> _THE TASK_
Lines in the listing below that hold "instance" are the ones to copy.

§

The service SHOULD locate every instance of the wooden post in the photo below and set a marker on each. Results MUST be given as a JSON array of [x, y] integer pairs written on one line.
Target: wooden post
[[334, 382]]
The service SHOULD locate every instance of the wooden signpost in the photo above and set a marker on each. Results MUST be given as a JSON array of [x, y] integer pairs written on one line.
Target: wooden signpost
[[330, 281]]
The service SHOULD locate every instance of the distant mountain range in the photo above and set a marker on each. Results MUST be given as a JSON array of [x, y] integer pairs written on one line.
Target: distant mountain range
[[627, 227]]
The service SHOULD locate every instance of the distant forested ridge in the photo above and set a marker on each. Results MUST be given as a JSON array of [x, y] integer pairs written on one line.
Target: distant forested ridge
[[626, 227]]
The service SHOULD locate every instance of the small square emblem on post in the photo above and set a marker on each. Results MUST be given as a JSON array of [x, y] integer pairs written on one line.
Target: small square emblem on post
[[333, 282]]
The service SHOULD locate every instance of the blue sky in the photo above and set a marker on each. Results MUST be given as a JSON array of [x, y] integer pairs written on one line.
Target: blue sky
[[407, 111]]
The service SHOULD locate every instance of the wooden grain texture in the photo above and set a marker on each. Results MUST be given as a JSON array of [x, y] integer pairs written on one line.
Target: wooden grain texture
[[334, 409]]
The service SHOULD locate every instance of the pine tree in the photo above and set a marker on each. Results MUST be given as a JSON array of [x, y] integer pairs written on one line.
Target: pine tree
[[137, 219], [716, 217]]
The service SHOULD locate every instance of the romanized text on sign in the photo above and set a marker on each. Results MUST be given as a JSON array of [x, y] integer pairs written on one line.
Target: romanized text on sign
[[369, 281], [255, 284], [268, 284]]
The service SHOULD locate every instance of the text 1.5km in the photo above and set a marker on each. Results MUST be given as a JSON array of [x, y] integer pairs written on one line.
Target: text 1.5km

§

> _YOUR RESPONSE_
The service SHOULD locate every instance of the wooden post in the photo below and set a marker on each. Results MUST be given as a JSON array of [x, y] integer pairs written on one line.
The service SHOULD locate every instance of the wooden signpost in the photo above and set a marker on each. Results MUST be given as a JSON array of [x, y] integer pairs written on one line.
The service SHOULD locate every instance of the distant mountain range in the photo above and set a marker on each. Results MUST be given as a JSON array of [x, y] integer pairs written on one line.
The service SHOULD locate every instance of the distant forested ridge in the photo above and set a marker on each. Results MUST be given as a JSON array of [x, y] integer pairs written on one line.
The service SHOULD locate every instance of the small square emblem on post in the photo above and set a marker on each. Results MUST be given as a JSON array of [x, y] integer pairs written on one line.
The service SHOULD locate every instance of the blue sky in the photo above and set a marker on each. Results MUST be given as a JSON array of [x, y] integer pairs written on one line.
The service SHOULD locate every instance of the wooden grain texture in the photo above and set a marker on each. Results MUST be given as a JSON array of [x, y] integer pairs written on one line.
The service SHOULD locate every instance of the pine tree in the photo above and set a marker on each. Results MUST be given as a JSON array of [x, y] integer pairs written on one line.
The service SHOULD locate every instance of the romanized text on sign in the photo above and set a marker on each. Results MUST be given as a JSON array of [x, y] integer pairs written on one line.
The service SHOULD locate every instance of the text 1.5km in the photo above and set a marker on each. Results MUST be given as a JSON array of [x, y] integer pairs written on one line.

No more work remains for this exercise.